▽

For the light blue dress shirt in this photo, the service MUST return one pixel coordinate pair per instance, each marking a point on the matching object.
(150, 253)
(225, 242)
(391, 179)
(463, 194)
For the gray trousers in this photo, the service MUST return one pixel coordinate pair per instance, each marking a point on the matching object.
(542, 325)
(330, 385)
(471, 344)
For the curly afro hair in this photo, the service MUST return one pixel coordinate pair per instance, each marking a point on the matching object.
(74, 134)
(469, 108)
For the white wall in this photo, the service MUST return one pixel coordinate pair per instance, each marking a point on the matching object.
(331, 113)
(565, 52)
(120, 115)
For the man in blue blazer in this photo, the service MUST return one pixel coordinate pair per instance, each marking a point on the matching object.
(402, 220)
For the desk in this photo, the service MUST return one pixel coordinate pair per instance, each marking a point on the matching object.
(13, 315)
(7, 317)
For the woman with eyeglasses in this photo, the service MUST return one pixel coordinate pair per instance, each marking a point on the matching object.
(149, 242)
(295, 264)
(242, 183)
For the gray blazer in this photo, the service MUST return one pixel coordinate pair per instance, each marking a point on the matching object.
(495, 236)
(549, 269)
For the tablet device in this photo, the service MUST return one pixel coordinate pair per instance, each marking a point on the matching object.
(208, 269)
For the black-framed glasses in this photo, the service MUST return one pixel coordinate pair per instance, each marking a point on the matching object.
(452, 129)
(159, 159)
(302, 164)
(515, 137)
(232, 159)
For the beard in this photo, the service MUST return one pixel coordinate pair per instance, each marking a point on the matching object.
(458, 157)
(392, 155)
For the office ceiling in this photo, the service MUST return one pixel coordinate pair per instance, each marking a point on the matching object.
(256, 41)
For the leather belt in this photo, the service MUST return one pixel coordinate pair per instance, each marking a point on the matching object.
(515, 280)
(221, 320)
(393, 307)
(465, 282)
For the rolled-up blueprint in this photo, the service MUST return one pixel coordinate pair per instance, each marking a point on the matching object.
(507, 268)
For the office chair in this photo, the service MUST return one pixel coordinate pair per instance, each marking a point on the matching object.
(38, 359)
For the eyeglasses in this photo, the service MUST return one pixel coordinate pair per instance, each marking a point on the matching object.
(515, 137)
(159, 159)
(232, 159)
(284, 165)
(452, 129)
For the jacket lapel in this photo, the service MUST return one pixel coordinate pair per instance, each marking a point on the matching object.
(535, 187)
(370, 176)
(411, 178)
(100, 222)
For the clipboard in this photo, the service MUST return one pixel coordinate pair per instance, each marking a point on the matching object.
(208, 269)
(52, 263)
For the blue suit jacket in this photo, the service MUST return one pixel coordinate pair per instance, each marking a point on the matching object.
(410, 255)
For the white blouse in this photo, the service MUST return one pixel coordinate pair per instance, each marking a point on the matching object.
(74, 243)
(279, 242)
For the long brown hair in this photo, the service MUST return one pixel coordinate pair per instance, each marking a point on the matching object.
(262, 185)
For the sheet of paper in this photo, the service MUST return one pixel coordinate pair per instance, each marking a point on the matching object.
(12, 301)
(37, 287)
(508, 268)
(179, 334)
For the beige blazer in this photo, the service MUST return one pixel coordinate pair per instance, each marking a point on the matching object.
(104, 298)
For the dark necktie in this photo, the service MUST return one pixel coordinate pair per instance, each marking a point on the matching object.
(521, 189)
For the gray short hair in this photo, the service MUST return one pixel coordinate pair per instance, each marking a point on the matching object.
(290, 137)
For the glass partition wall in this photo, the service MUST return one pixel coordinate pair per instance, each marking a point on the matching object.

△

Do this: Please repeat the material above, word for word and in full.

Solved exercise:
For the light blue dress shirt in this photo, the service MUST return one pixel coordinate pair per instance, each marking a point on the matching object.
(150, 253)
(225, 242)
(391, 179)
(463, 194)
For the gray trousers in this photo, the service MUST return one pixel coordinate pair per instance, each marking a point on the matching object.
(542, 325)
(330, 385)
(471, 344)
For the curly afro hair in this photo, the service MUST return one pixel coordinate pair per instance, each marking a point on the matching object.
(74, 134)
(469, 108)
For the white wall in this photo, the service MUST return one pixel coordinate pair per instance, each marking a point on the matching object.
(331, 113)
(565, 52)
(120, 115)
For the man in blue blazer in this photo, the service MUST return one pixel coordinate pair per instance, each marking a point on the matching object.
(402, 220)
For the desk in this photo, the service MUST return one pixel coordinate pair per instance, each marking a point on the matching object.
(13, 315)
(7, 317)
For the woman with eyeglasses in this photo, the service MUST return one pixel coordinate pair per instance, each marking a point on the matching object.
(149, 242)
(295, 264)
(242, 183)
For the gray blazer in this photo, the service MUST return one pixel coordinate pair per instance, each marking a point on the matching object.
(495, 236)
(549, 269)
For the tablet device in this photo, the service MUST return one pixel coordinate pair per instance, each marking a point on the matching object.
(208, 269)
For the black-framed glasses in this photo, the service MUST return one pixel coordinate pair per instance, each marking a point on the matching object.
(452, 129)
(159, 159)
(302, 164)
(515, 137)
(232, 159)
For the beard in this photo, the service MUST return one pixel coordinate pair per instance, each marking a point on the matching object.
(458, 157)
(392, 155)
For the office ceiling in this photo, the service MUST return one pixel coordinate pair per instance, each marking a point on the matching object.
(256, 41)
For the leather belt in this photo, the service MUST return one pixel coordinate pair per instance, each marking a point on the matching object.
(515, 280)
(221, 320)
(393, 307)
(465, 282)
For the rolled-up blueprint in this photo, the service MUST return one pixel coordinate pair per instance, each marking a point on the matching object.
(507, 268)
For the office chair in this photo, the service MUST return one pixel coordinate pair per instance, each marking a point on the matching object.
(38, 359)
For the eyeglasses in this photo, the service MUST return one pixel coordinate pair per instance, each marking a point on the matching object.
(515, 137)
(159, 159)
(232, 159)
(284, 165)
(452, 129)
For the jacket lapel in this photo, the service MUST return one pixel coordinate pair per instance, each marking a point on the matching object.
(535, 187)
(370, 176)
(411, 178)
(100, 222)
For the clipboard in this photo, the service MUST return one pixel coordinate pair per instance, each marking a point on the matching object.
(208, 269)
(52, 263)
For the blue suit jacket in this photo, the service MUST return one pixel coordinate pair per instance, each marking a point on the matching object.
(410, 255)
For the white blouse in this photo, the service MUST return one pixel coordinate pair per instance, each marking a point on the matching object.
(74, 243)
(279, 242)
For the long brown hair in this photo, the service MUST return one pixel coordinate pair per instance, each marking a point on the matching object.
(262, 185)
For the sheet of paper in this photo, the service MUST return one pixel coordinate pair per instance, each marking a point on the matching object.
(12, 301)
(37, 287)
(508, 268)
(179, 334)
For the beige blazer in this photo, the service MUST return one pixel coordinate pair per instance, each marking a point on the matching object.
(104, 298)
For the dark necktie in this photo, the service MUST return one pixel coordinate pair per instance, each marking a point on the matching object.
(521, 189)
For the gray short hair in this photo, the service MUST return one pixel coordinate pair per instance, each marking a point on the matching object.
(290, 137)
For the glass partition wall in this photo, the service MUST return one pixel coordinate pair per instance, each marking a point on the matching object.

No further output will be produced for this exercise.